**CONSIGNE A**
Indiquez si chacune des affirmations suivantes concorde avec le texte sur le Quatrième Monde de Jack Kirby, en répondant par oui ou par non et en citant mot pour mot les mots du texte qui tranchent : (i) Jack Kirby quitta DC Comics pour rejoindre Marvel ; (ii) trois nouvelles séries parurent dans les kiosques ; (iii) le premier volume du Quatrième Monde présente les séries dans leur ordre d'édition.
**CONSIGNE B**
Donnez la suite du texte sur le Quatrième Monde de Jack Kirby, en commençant juste après sa dernière phrase.

**EXTRAIT DE PAGE**
• • • • •

Un jour le grand créateur de héros de papier
Jack Kirby quitta la Boîte à Idées Marvel qui l'avait suffisamment exploité pour l'Ennemi DC Comics. Là on lui laissa carte blanche, ou presque, pour créer son univers. Ses nouveaux employeurs durent être surpris du résultat car il s'agissait de tout un univers qui naquit alors presque d'un claquement de doigts, un univers qui fleurait bon le Kirby et très peu le DC.
Ce ne sont pas moins de trois nouvelles séries qui parurent dans les kiosques, accompagnées d'une ancienne que Jack fut obligé par contrat de reprendre dans le fond de DC, mais qui sous sa main devint méconnaissable. Chaque série contait un aspect différent du combat contre l'ennemi de la vie, j'ai nommé Darkseid.
Le premier volume du Quatrième Monde reprend ses séries dans leur ordre exact d'édition. Et l'on est subjugué du travail colossal d'invention et d'art que
Jack Kirby abattit en 1971. Cela commence par la fameuse reprise de DC : Jimmy Olsen le pote de Superman. Jimmy et Superman accompagnés des « petits rapporteurs » - des gamins ressuscités des années 40 – se retrouvent englués dans l'univers Kirby qui leur est si étranger. Pauvre Superman, je ne le sens pas à sa place sous la magnifique plume de Kirby (d'ailleurs d'autres dessinateurs passent après Kirby pour conformer le dessin aux canons du héros d'acier). Mais le reste est une avalanche d'inventions à chaque épisode : la Vroumroute, la Montagne du Jugement, les Chevelus, c'est frénétique !

• • • • •

**EXTRAITS DES LIGNES**
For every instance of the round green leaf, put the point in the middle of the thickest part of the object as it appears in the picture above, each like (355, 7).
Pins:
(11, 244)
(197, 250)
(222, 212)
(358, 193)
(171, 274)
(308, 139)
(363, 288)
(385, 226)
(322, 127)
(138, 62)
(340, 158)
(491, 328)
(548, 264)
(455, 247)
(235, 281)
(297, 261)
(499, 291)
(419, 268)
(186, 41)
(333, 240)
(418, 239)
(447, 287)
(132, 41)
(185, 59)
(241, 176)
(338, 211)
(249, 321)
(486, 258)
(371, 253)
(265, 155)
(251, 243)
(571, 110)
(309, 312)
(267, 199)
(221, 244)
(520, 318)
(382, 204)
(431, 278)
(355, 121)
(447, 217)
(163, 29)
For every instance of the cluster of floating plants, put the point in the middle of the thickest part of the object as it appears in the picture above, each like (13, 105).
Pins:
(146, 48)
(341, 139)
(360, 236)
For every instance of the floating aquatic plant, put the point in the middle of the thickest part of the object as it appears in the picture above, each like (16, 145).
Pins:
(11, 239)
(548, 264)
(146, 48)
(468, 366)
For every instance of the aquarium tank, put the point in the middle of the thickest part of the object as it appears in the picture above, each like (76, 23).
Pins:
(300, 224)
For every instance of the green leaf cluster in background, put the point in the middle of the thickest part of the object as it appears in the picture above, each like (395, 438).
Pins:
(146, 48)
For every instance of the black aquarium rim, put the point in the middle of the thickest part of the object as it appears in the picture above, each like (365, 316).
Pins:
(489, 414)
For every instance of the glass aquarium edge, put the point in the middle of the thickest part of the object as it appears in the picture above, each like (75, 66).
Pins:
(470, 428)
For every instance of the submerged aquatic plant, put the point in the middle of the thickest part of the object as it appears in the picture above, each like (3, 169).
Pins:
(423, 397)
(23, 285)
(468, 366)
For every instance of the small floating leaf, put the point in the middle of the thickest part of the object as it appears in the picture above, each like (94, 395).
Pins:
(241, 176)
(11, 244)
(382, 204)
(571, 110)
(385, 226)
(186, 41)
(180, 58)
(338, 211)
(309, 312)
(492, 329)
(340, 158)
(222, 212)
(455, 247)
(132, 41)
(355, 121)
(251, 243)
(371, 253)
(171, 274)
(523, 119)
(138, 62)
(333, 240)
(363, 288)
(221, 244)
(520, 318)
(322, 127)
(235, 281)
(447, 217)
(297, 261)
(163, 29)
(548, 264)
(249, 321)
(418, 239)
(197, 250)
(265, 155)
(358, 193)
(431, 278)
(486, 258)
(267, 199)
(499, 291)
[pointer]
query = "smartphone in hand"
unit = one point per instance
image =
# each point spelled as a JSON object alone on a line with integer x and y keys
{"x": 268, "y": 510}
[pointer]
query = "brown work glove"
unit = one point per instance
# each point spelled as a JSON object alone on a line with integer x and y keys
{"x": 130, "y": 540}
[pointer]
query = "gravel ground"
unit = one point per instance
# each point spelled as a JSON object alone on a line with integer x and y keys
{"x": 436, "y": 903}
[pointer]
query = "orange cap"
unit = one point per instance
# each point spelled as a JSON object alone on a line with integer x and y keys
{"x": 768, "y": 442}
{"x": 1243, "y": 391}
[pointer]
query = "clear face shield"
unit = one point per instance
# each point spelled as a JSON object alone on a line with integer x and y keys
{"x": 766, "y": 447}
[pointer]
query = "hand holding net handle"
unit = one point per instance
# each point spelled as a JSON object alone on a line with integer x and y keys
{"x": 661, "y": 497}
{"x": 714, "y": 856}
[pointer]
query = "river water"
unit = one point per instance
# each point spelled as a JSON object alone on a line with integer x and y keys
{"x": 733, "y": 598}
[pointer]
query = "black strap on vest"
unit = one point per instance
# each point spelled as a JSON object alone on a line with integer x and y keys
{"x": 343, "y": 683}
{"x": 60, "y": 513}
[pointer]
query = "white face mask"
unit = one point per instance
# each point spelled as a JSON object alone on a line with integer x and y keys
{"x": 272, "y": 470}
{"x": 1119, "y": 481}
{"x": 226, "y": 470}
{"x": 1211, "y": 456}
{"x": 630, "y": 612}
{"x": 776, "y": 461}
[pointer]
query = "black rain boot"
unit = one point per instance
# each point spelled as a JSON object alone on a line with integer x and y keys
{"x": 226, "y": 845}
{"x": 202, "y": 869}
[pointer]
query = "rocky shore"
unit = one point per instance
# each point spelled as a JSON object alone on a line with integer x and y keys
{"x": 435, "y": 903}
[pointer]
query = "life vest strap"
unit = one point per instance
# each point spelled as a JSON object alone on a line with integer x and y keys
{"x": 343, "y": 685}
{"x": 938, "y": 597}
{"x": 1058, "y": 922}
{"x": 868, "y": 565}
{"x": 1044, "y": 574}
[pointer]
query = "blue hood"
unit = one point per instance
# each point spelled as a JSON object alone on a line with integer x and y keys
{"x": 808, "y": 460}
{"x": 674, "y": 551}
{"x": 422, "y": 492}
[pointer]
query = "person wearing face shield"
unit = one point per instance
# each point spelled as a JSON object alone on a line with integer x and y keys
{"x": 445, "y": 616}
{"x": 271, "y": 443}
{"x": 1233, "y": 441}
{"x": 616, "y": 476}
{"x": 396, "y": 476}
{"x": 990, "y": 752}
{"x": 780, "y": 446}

• • • • •

**RÉPONSE A**
(i) Non : « Jack Kirby quitta la Boîte à Idées Marvel qui l'avait suffisamment exploité pour l'Ennemi DC Comics. »
(ii) Oui : « Ce ne sont pas moins de trois nouvelles séries qui parurent dans les kiosques »
(iii) Oui : « Le premier volume du Quatrième Monde reprend ses séries dans leur ordre exact d'édition. »

**RÉPONSE B**
Puis s'enchainent les Immortels (Forever People) – une bande de jeunes de New Genesis venus sur Terre défier Darkseid – les Néo-Dieux et Orion – qui nous fait découvrir l'adversaire bienveillant de Darkseid – et Mister Mirracle – un roi de l'évasion qui a fui Apokolips la planète de Darkseid. Je répète volontairement le nom du vilain car il est omniprésent, affronte tout le monde et planifie tout. Chaque épisode apporte sa pierre à cet univers en formation dont on sait qu'il survivra à son auteur.
Cette création que je découvre ne peut qu'emporter mon respect.
Jack Kirby en tant que dessinateur pop'art est à son apogée, bien qu'il abuse des collages dont je ne suis pas grand fan. Il a tant travaillé que l'on peut avoir la sensation qu'il a déjà dessiné ce que l'on voit ici : la bataille d'Orion sur Apokolips rappelle les affrontements de Thor et des Trolls, et New Genesis a de faux airs d'Attilan la cité des Inhumains. Jack est également moins à l'aise au scénario qui est assez simple. On sent que Jack crée le nez dans le guidon car on aurait du mal à repérer une cohérence et une chronologie unique entre les diverses séries. Il aborde cependant des problèmes qu'il sent venir pour l'avenir tels que la menace nucléaire, les manipulations génétiques incontrôlées et l'endoctrinement des masses qu'il a pu voir à l'oeuvre du temps du nazisme.
Un volume que j'ai lu avec un énorme plaisir malgré sa simplicité. J'attends la suite avec un plaisir anticipé.